» ABOUT THIS TASK
Resume the news report below on how the pandemic opened the way for China's national security law in Hong Kong, continuing after its last sentence.

» EXCERPTED TEXT
The Covid-19 pandemic created a window of opportunity that allowed China to introduce a national security law in Hong Kong and overreach in other areas, both internationally and domestically, experts said on Friday.
According to Susan Shirk, a former US deputy assistant secretary of state under Bill Clinton, Beijing took the decision to introduce the legislation despite risking “further alienating the general public in Hong Kong and the rest of the world”.
The move was made as Europe and the United States were preoccupied with combating the spread of the deadly pathogen and reviving their economies, she said at an online seminar organised by the University of Hong Kong (HKU).
David Arase, resident professor of international politics at Johns Hopkins University School of Advanced International Studies in Washington, said that “in some ways, the virus has been a catalyst for existing trends, accelerating by one or two years the deterioration of Hong Kong’s autonomy … and allowing China’s security agencies to openly operate in the city”.
Chen Zhiwu, director of the Asia Global Institute at HKU, said that the coronavirus – which has sickened more than 6.7 million people and claimed nearly 400,000 lives – had amplified many tendencies in China that existed before the pandemic started.
“We’re living in a very confusing world, with the leaders of the free world all doing things that seem to make the attractiveness of democracy go down. I think that has definitely contributed to the rise of the leadership style in China,” he said.
“We’re going to see Hong Kong’s autonomy and its role in the financial and trade world either reduced or eliminated,” he said.
“There is a big price tag China is paying and will pay as Hong Kong has always served as a very special buffer between the mainland and the world.”
China has been widely criticised for its initial handling of the coronavirus outbreak and there have been repeated calls for an independent investigation into its origin. Beijing has responded by highlighting its role in providing vital medical supplies around the world as the pathogen spread, while its diplomats have hit back with criticisms and accusations of their own.

» MATERIAL SHOWN
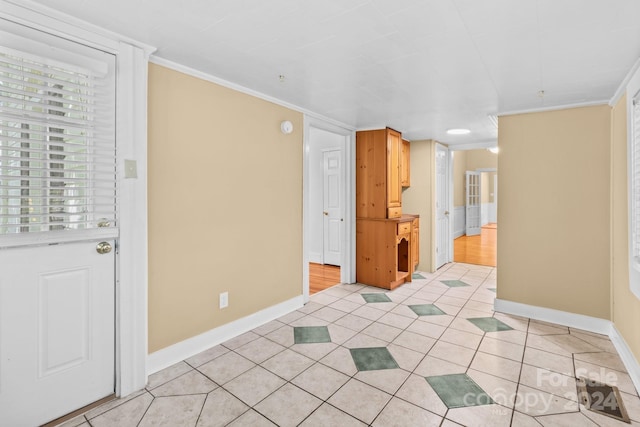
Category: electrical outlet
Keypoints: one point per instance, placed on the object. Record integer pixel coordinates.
(224, 299)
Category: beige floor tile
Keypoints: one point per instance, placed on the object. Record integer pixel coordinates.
(388, 380)
(320, 380)
(484, 415)
(566, 420)
(207, 355)
(464, 339)
(502, 348)
(536, 402)
(254, 385)
(287, 364)
(167, 374)
(401, 413)
(127, 414)
(360, 400)
(220, 408)
(417, 390)
(547, 360)
(226, 367)
(193, 382)
(327, 415)
(259, 350)
(251, 418)
(414, 341)
(452, 353)
(495, 365)
(174, 411)
(340, 359)
(288, 406)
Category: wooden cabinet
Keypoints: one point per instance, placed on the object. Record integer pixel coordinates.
(405, 164)
(378, 187)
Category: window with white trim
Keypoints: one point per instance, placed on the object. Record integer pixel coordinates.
(57, 138)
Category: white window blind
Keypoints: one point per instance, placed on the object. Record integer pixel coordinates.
(635, 178)
(57, 144)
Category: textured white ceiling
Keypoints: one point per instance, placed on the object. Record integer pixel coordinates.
(419, 66)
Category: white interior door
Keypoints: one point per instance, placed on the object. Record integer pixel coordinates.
(443, 239)
(56, 331)
(333, 216)
(58, 200)
(473, 203)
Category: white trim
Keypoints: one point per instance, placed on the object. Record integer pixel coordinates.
(625, 353)
(622, 89)
(131, 110)
(243, 89)
(348, 262)
(190, 347)
(573, 320)
(578, 321)
(555, 108)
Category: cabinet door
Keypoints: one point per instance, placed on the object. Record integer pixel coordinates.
(394, 188)
(405, 164)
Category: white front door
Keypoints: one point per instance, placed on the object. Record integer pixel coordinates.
(443, 239)
(56, 330)
(58, 200)
(473, 203)
(333, 216)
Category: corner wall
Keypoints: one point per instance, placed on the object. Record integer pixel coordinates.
(225, 205)
(554, 183)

» OUTPUT FOR THIS TASK
Even before the pandemic, China was facing hostility over its actions in the South China Sea – 90 per cent of which it claims its own – and a nationalistic fervour has been steadily building momentum at home.
“It’s not just the United States that is fed up with China, but it’s China's overreaching in many different respects internationally and domestically,” Shirk said.
“And what overreaching means, of course, is that you go overboard, you go too far, you overplay your hand in a way that ends up being costly to yourself.”
The relationship between the US and China has deteriorated to its lowest level in decades, with some predicting a new Cold War between the two sides.
“This illness [Covid-19] just became grist for the mill and we have these two leaders, both very autocratic, both feeling defensive about their own performance, and it’s just been a perfect storm of negative effects on the ability of the two countries to cooperate,” Shirk said.
The White House last week released its latest strategy on China, describing it as “one of great power competition”.
Shirk said that under the Barack Obama administration, although China and the US were in competition they still found room to cooperate on common challenges like public health funding, climate change and nuclear proliferation.
But the relationship between the US and China now was at a “real tragic level of hostility”, she said.